===== Extracted records =====
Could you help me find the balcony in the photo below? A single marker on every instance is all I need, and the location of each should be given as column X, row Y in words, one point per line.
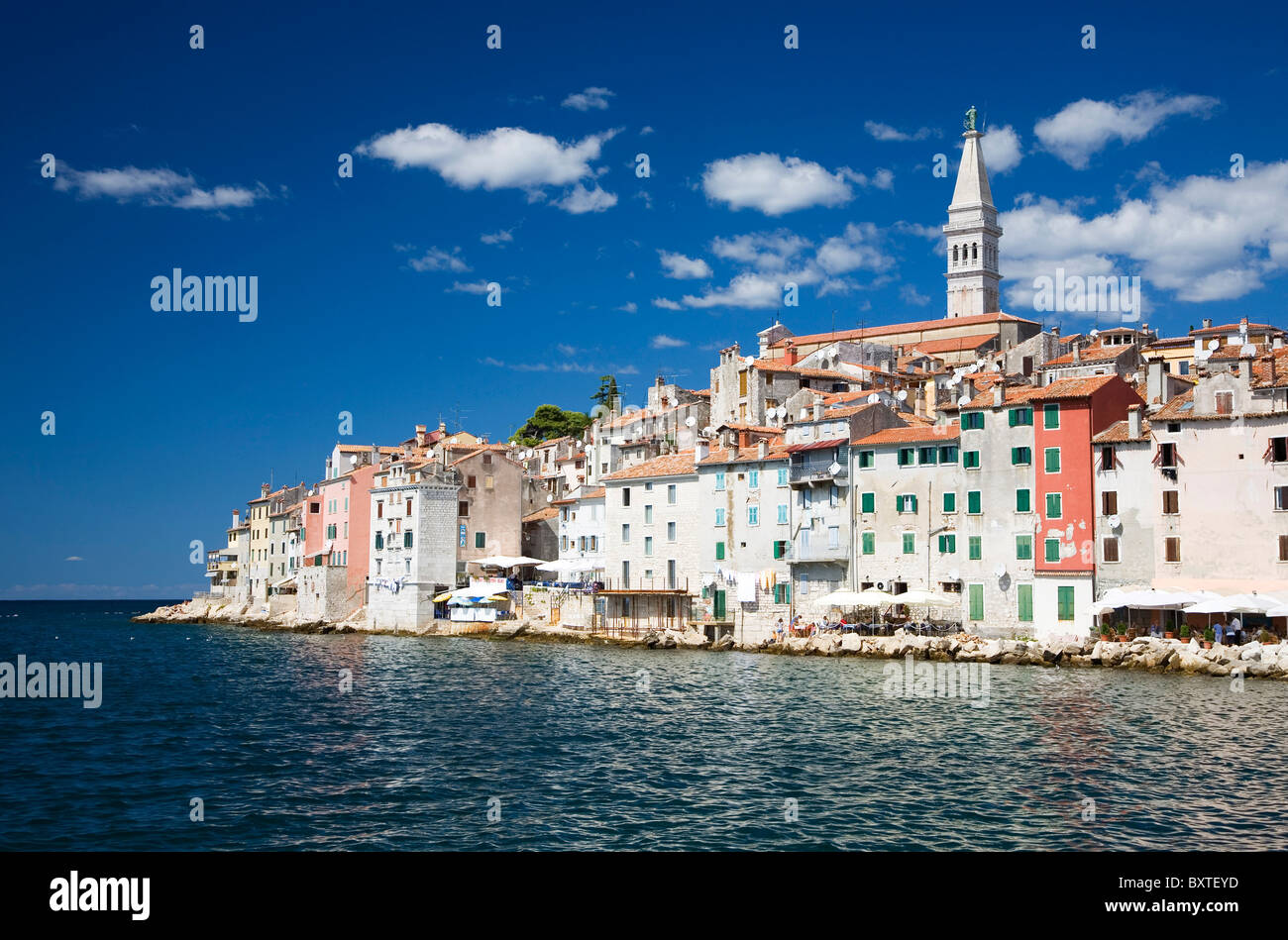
column 819, row 553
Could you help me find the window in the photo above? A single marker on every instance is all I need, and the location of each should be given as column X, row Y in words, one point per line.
column 1024, row 595
column 1109, row 549
column 1064, row 603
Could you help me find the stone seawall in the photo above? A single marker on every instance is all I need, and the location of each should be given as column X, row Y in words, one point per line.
column 1250, row 660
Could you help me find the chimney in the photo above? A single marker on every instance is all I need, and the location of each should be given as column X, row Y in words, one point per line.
column 1133, row 421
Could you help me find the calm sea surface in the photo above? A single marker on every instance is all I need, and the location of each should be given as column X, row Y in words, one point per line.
column 593, row 747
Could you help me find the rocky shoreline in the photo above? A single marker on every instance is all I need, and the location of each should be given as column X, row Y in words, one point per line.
column 1153, row 655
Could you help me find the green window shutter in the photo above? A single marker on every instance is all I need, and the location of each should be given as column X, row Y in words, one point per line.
column 1024, row 592
column 1064, row 601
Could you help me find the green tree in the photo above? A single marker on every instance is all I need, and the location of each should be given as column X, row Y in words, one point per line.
column 550, row 421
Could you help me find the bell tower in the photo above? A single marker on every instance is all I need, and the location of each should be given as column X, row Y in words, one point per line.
column 971, row 235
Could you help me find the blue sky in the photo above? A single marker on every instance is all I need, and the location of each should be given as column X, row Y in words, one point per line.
column 516, row 166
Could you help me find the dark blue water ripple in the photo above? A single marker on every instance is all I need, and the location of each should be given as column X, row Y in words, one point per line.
column 595, row 747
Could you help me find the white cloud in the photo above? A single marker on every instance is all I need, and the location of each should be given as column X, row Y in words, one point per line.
column 884, row 132
column 581, row 200
column 591, row 98
column 679, row 266
column 437, row 259
column 158, row 187
column 776, row 185
column 1001, row 149
column 1199, row 239
column 1083, row 128
column 500, row 158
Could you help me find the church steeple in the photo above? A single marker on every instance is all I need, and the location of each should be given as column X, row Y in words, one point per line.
column 971, row 235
=====
Challenge:
Retype verbatim the rows from the line containing "Could you help me find the stone" through the line containing "column 1153, row 655", with both of those lines included.

Completed task:
Could you help me find the stone seawall in the photo above? A single marker on every instance is all I need, and the location of each should be given as column X, row Y in words, one point per line.
column 1250, row 660
Could you help me find the chimney in the photo above? A single marker on every instance is all I need, and the location of each should be given as column X, row Y in words, one point per line.
column 1133, row 421
Could you help me find the calm sea surface in the photo above? A single marker on every instance is all I need, and the location of each should be given as column X, row Y in words, one point per line.
column 593, row 747
Could you help me find the rocky shoreline in the photo above? A single marker on every instance is all I need, and the location of each should be given as column X, row Y in words, one point per line.
column 1153, row 655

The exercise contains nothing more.